* [EXTRAIT À LIRE]:
Cyndie est française et vit en Australie. Elle a monté Europe in a Box, une start-up qui propose de souscrire à un abonnement de coffrets culinaires surprises !
My Little Big Trip : Bonjour Cyndie, comment en es-tu venue à t’expatrier en Australie ?
Cyndie : Pour être honnête j’ai beaucoup voyagé et vécu à l’étranger avant d’arriver en Australie. La première fois, je suis partie vivre au Maroc pendant 4 mois en 2005 dans le cadre de mes études. A l’époque, j’étais à Sup de Co Montpellier. J’étais un peu anxieuse au début mais ça s’est super bien passé et j’ai eu envie de repartir. J’ai donc cherché mon stage de fin d’études à l’étranger. J’ai eu une opportunité à Londres et je suis restée là-bas 3 ans.
Quelques mois après mon arrivée j’ai rencontré Chris, mon copain actuel qui est australien. D’où le lien avec l’Australie. Après 3 ans à Londres, la crise financière a commencé et on a décidé d’aller vivre en Australie. Nous sommes d’abord passés par le Japon, à Tokyo, durant 7 mois. Vivre en Asie me tenait à cœur, j’avais toujours rêvé d’y travailler et c’était le moment de le faire. Le Japon était le pays où on pouvait tous les deux avoir un visa vacances-travail. J’ai enseigné le français pendant presque toute la durée du séjour et en octobre 2009 on est allés en Australie pour s’installer à Sydney.
MLBT : Quel genre de travail recherchais-tu ?
Cyndie : Lorsque je suis arrivée, je ne savais pas trop quoi faire, je voulais changer de branche. En Angleterre je travaillais dans un cabinet de recrutement. Ça ne m’a pas du tout plu. Ensuite, au Japon, j’ai enseigné le français, ce qui n’avait rien à voir. Quand je suis arrivée en Australie c’était le moment pour moi de changer de voie. J’ai eu beaucoup de chance parce que j’ai trouvé mon job au bout de 3 semaines. Je faisais de la gestion de projet et des risques dans le conseil et j’ai adoré ça.
MLBT : Quelles sont les différences culturelles que tu retrouves au travail ?
Cyndie : Il y a de grosses différences! C’est vrai que je suis très habituée à la culture australienne et j’aurais du mal à travailler en France pour plusieurs raisons. Déjà, je n’ai pas beaucoup d’expérience en France en dehors de mes stages donc je manquerais de vocabulaire professionnel. En plus, le style de communication est différent. Dans les cultures anglophones il n’y a pas de vouvoiement, on appelle les gens par leur prénom mais, attention, on ne se fait pas la bise (rires) ! Je trouve que les gens sont beaucoup plus abordables et les rapports sont simplifiés.
Au début lorsque j’ai commencé à travailler en Angleterre et en Australie, ça me faisait bizarre parce que j’avais l’impression de leur manquer de respect. Mais si j’avais écrit « Cher Mr Martin » je serais passée pour une idiote. Globalement c’est plus relax, moins formel. Ici les gens sont plus optimistes qu’en France.

* [CONSIGNE]: Reproduisez à l'identique le passage de l'entretien avec Cyndie qui va de « Au début lorsque » à « optimistes qu’en France. ». Les enregistrements n'interviennent en rien ici.

* [ENREGISTREMENTS AFFICHÉS]:
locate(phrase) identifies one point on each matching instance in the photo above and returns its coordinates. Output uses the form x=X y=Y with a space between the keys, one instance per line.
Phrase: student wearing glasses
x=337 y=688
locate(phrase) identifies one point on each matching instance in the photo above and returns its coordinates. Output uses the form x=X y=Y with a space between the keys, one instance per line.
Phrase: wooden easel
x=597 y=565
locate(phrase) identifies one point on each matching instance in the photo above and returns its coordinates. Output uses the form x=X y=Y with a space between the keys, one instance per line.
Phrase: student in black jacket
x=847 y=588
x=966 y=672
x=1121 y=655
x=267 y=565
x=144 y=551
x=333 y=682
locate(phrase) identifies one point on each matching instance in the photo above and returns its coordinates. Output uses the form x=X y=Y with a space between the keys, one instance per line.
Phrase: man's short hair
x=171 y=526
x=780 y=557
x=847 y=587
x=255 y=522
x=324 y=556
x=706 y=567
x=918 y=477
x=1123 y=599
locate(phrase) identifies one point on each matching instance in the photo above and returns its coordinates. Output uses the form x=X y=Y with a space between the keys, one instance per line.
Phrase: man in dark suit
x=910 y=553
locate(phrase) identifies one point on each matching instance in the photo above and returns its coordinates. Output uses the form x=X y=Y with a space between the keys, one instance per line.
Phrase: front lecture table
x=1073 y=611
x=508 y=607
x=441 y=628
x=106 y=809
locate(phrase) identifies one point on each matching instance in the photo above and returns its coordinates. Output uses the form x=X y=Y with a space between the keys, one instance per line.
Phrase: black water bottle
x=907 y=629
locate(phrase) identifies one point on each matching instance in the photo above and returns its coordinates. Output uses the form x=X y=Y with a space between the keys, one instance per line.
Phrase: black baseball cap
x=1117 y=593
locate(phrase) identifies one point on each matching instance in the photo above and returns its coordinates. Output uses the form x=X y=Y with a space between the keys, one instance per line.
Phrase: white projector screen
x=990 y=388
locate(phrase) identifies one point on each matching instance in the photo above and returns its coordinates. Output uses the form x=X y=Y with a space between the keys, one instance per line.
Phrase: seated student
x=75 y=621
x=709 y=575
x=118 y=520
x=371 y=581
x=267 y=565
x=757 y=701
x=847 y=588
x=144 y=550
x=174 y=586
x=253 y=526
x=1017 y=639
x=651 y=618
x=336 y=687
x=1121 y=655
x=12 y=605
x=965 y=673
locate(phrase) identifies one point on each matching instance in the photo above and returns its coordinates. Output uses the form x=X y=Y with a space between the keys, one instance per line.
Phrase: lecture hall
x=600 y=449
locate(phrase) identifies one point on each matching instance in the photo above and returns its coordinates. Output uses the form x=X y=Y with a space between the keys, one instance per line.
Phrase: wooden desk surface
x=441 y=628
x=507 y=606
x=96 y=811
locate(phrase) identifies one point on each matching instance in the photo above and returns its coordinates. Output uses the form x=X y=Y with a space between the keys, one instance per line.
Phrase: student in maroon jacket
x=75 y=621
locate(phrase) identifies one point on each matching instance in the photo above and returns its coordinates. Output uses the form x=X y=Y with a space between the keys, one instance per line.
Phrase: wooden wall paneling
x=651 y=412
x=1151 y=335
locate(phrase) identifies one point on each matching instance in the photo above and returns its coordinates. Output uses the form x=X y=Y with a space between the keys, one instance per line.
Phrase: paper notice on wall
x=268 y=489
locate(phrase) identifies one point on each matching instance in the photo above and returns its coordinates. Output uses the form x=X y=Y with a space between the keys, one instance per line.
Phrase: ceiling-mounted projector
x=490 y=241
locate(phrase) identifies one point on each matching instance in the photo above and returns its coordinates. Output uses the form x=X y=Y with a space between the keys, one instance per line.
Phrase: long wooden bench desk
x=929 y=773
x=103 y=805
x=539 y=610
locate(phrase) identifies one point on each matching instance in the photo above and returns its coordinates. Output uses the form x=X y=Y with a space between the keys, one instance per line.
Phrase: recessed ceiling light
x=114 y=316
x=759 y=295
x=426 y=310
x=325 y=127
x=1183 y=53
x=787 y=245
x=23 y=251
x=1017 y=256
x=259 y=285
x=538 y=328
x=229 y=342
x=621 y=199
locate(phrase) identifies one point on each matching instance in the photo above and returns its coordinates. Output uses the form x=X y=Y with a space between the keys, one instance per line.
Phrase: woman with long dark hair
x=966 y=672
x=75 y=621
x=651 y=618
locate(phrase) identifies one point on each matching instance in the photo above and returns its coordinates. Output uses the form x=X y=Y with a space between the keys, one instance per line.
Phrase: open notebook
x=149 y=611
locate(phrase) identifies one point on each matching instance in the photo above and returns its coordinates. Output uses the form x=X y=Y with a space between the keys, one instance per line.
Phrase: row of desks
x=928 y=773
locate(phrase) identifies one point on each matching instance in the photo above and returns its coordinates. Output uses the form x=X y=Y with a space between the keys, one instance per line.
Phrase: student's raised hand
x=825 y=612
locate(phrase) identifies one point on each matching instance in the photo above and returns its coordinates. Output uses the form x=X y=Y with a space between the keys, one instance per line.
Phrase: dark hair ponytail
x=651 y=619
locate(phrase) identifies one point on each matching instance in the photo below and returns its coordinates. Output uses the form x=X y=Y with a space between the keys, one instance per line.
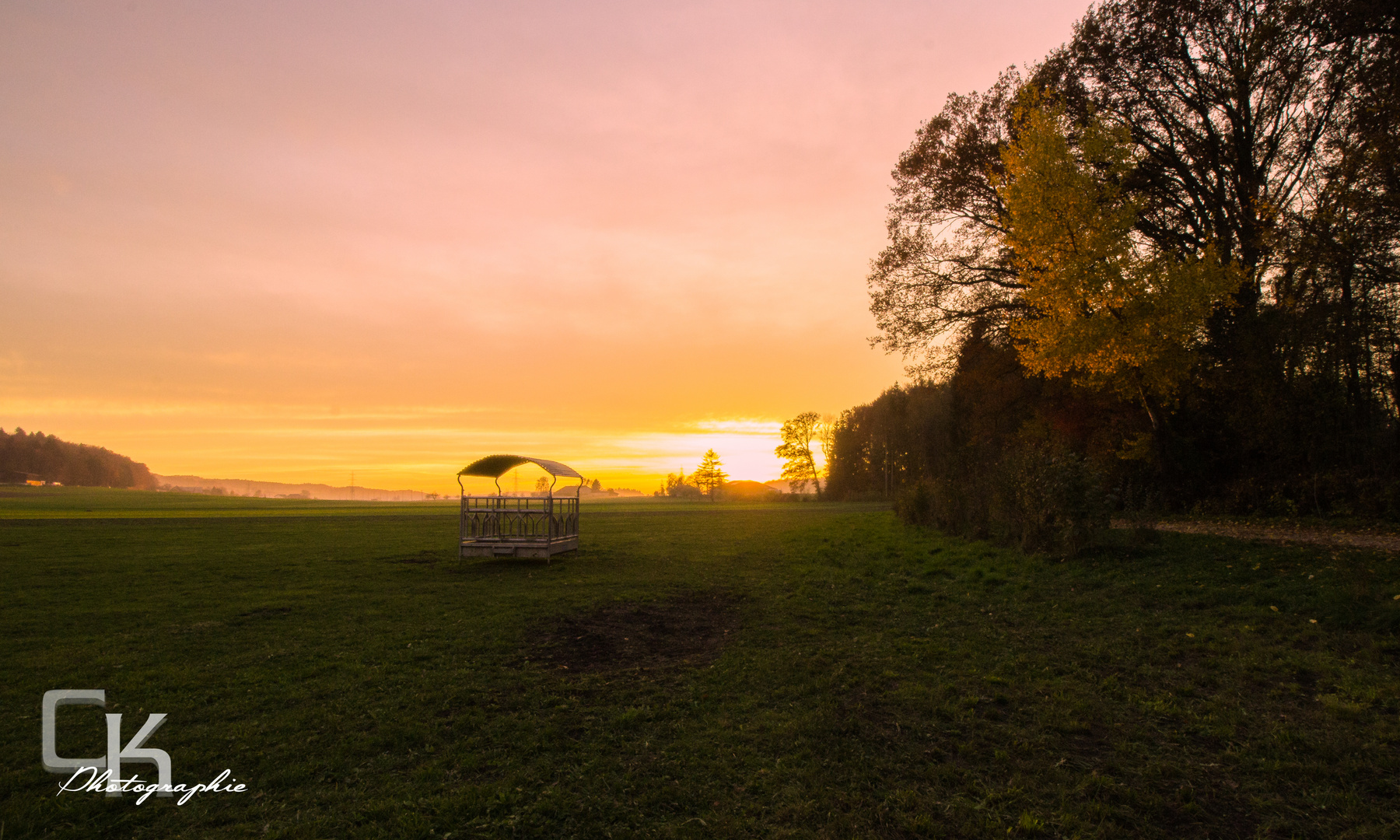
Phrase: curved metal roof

* [RÉPONSE FINALE]:
Au début lorsque j’ai commencé à travailler en Angleterre et en Australie, ça me faisait bizarre parce que j’avais l’impression de leur manquer de respect. Mais si j’avais écrit « Cher Mr Martin » je serais passée pour une idiote. Globalement c’est plus relax, moins formel. Ici les gens sont plus optimistes qu’en France.